▶ **Task statement**: Determine the number of lines in the following entries that hold the word "petal". Give only that number.

Saved data entries:
···
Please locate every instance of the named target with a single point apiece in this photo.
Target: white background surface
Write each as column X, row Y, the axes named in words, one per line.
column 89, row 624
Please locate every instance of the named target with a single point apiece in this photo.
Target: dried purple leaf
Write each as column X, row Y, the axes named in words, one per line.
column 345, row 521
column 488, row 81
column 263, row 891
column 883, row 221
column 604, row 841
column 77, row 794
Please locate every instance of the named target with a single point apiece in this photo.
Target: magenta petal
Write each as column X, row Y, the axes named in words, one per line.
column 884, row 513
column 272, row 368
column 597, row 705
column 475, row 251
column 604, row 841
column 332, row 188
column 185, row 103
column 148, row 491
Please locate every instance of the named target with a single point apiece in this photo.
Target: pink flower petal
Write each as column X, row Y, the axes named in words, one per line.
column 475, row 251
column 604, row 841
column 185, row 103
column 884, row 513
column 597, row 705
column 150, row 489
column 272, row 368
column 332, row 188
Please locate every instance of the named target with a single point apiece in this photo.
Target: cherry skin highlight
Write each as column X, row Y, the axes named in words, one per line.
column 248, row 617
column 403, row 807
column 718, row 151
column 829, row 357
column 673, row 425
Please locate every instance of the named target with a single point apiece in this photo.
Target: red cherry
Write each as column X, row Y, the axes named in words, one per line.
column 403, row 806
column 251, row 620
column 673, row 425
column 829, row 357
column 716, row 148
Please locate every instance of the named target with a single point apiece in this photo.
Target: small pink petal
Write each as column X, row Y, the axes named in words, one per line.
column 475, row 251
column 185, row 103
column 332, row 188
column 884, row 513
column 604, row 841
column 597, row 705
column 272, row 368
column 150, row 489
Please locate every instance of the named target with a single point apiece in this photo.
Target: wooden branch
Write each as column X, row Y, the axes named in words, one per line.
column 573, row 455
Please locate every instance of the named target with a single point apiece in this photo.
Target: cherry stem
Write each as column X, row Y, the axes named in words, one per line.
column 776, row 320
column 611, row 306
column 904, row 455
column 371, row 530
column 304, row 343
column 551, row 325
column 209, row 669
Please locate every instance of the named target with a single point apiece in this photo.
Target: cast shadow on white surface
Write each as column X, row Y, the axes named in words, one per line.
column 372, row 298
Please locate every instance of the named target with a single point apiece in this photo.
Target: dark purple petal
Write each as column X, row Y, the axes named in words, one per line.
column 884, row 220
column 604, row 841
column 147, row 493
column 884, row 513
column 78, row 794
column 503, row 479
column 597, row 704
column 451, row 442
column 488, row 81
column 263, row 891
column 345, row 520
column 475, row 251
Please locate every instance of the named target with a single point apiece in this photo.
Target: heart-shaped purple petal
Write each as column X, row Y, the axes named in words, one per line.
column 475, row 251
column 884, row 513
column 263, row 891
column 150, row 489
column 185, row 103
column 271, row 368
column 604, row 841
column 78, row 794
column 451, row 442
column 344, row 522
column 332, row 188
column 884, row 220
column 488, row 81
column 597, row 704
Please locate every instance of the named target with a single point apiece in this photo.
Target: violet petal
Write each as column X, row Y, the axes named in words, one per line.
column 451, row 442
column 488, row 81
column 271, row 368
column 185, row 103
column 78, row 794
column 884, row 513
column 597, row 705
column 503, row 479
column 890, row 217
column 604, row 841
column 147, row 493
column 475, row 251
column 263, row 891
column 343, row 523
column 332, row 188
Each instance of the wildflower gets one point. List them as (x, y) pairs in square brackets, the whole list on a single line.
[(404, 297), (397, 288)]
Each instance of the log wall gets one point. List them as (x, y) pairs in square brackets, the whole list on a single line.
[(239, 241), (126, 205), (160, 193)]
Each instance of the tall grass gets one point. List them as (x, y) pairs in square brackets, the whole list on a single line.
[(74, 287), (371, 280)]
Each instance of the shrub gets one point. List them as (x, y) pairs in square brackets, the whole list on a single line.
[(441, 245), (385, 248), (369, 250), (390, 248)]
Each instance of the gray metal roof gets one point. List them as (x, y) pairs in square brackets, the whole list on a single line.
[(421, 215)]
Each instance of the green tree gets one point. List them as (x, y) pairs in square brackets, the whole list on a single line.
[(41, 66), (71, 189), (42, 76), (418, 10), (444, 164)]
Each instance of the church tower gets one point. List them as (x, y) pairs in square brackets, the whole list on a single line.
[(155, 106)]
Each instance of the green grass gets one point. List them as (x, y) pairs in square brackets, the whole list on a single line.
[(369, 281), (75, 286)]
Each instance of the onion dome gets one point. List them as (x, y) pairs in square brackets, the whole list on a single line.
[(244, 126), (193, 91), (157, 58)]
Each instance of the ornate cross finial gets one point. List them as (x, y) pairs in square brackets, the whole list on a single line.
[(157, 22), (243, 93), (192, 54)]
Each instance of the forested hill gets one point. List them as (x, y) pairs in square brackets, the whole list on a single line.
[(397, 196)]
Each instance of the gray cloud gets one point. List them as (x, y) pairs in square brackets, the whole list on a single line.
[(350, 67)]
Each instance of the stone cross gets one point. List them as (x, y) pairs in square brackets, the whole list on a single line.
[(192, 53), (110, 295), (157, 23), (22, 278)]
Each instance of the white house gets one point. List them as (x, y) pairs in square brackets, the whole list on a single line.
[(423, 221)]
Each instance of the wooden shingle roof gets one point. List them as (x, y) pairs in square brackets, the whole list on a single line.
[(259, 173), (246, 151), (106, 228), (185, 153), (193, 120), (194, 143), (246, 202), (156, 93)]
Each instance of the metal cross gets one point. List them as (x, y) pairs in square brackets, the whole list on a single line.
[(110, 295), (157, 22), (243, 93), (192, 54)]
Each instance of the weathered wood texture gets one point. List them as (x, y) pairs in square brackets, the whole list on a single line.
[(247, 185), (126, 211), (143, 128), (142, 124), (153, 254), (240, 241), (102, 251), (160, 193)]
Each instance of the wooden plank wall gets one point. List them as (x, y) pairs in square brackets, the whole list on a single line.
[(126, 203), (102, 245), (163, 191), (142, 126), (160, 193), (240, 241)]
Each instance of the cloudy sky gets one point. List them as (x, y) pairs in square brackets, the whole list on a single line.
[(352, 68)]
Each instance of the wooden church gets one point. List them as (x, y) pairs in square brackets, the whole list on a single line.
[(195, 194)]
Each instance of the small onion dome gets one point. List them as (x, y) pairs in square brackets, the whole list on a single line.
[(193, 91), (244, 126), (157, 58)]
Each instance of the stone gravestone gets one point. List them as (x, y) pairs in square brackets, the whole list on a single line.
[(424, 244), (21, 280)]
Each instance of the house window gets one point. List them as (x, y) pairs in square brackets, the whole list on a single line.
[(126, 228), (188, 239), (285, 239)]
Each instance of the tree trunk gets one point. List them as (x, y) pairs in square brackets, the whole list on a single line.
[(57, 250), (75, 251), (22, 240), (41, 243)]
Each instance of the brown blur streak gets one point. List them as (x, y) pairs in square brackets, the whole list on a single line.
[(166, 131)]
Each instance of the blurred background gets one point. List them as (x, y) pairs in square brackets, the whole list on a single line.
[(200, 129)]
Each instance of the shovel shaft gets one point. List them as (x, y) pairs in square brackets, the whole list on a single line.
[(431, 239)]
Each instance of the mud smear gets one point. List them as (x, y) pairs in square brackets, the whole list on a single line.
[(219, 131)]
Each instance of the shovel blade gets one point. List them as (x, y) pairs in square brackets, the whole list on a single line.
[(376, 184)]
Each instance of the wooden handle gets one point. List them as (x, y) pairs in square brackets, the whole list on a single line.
···
▶ **Response to this task**: 6